▸ TEXT EXTRACT:
....

Cooking with Science

Science has been a passion of mine ever science High School.  It is a passion that has served me well in another of my interests—cooking. There are very strong links between cooking and science; both involve measuring, testing, and experimentation.  The art of cooking is the management of physical and chemical reactions with a healthy dose of experimentation thrown in.  We have all found ourselves in the situation where we are missing that one ingredient needed to complete a recipe and have then decided to make a substitution, creating our own mini-experiment in the process.

 Little Chefs

Television Chief Alton Brown leveraged this kitchen science connection when he presented recipes in a new way on his extremely education television show.  Recently, I discovered that the science of cooking has been taken to a whole new level when I read a book called “What Einstein Told His Cook,” by Robert Wolke.  As both a professor of chemistry and a keen cook, Robert dives into the science of the kitchen with gusto.  From whether you should add salt or oil to boiling pasta water to the latest scientific research on juicing limes, he blends the science of cooking with funny anecdotes and explains concepts in easy-to-understand terms.  A lot of what we do in the kitchen is learned through experience, but as Robert shows it is all founded in really interesting science.

....

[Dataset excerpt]
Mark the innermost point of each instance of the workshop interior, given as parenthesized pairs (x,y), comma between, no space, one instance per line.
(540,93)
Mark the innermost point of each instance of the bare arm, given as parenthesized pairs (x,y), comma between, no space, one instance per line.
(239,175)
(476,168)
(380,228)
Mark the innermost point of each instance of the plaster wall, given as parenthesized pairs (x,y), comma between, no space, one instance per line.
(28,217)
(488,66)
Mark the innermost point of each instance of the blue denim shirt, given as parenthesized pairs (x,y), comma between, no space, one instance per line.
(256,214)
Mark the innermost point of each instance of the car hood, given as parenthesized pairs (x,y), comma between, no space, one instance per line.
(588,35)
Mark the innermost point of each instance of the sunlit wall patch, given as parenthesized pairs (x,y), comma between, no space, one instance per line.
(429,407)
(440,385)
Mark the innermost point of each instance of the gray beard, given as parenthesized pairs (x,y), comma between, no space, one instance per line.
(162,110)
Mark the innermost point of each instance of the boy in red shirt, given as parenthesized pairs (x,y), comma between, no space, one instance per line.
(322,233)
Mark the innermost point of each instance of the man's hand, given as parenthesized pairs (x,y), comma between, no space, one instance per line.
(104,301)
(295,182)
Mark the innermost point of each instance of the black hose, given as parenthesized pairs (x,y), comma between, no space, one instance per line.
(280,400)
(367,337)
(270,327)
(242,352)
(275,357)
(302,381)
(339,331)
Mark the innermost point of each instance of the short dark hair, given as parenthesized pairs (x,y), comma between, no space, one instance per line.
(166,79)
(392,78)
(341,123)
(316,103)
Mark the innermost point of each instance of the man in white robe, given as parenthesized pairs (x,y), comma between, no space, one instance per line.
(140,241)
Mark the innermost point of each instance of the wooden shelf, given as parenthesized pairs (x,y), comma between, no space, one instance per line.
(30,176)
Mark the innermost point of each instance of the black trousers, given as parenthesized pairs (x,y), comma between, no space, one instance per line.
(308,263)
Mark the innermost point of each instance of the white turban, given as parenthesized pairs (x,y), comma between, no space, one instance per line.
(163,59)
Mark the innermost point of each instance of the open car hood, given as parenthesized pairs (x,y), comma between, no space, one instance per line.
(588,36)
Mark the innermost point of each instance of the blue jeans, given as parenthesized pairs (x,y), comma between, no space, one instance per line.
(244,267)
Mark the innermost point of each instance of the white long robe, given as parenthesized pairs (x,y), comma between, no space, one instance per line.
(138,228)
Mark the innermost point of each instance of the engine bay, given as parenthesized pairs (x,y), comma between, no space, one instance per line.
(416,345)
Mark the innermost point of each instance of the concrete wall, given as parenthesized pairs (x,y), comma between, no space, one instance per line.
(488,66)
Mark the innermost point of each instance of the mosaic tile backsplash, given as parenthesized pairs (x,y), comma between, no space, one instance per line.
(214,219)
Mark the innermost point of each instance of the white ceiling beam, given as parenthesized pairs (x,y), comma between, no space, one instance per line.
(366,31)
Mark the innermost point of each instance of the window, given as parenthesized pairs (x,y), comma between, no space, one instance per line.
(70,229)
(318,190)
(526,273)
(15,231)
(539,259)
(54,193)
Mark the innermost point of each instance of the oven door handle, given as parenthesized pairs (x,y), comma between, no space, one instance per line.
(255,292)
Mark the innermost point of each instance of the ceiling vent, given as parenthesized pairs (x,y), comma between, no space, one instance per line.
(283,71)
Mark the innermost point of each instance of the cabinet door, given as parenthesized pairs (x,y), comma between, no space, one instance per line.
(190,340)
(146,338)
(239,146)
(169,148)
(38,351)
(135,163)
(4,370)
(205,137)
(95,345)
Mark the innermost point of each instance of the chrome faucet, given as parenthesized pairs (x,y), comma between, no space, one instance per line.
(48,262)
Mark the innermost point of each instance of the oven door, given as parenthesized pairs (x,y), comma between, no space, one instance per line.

....

▸ CHALLENGES:
1 - Translate this sentence from the cooking-and-science text into Spanish: "There are very strong links between cooking and science; both involve measuring, testing, and experimentation."
2 - Pick up the cooking-and-science text after its final sentence and keep writing it.
You won't need the entries for anything here.

▸ SOLVED TASKS:
1 - Existen vínculos muy fuertes entre la cocina y la ciencia; ambas implican medir, probar y experimentar.

2 -
 

I often recommend cooking as an educational activity when parents ask me how to engage their children in science at home.  Getting the children involved in the process of cooking is a perfect way to encourage their natural curiosity while also helping them develop experimental technique.  Food after all, is very motivational.  From measuring a cup of sugar to melting chocolate, kitchen chemistry is a great way to introduce children to and promote the process of experimentation.  Do not underestimate the educational power of allowing a young child to dissolve sugar and salt in separate glasses of water and then having them taste it.  Careful measuring, watching batter turn into cake, or adding lemon juice to avocadoes to stop them from browning, this is all great science opportunities that can be a springboard to further learning.  Best of all, this is science that you can eat.

 

Andy Allan “The Science Wiz”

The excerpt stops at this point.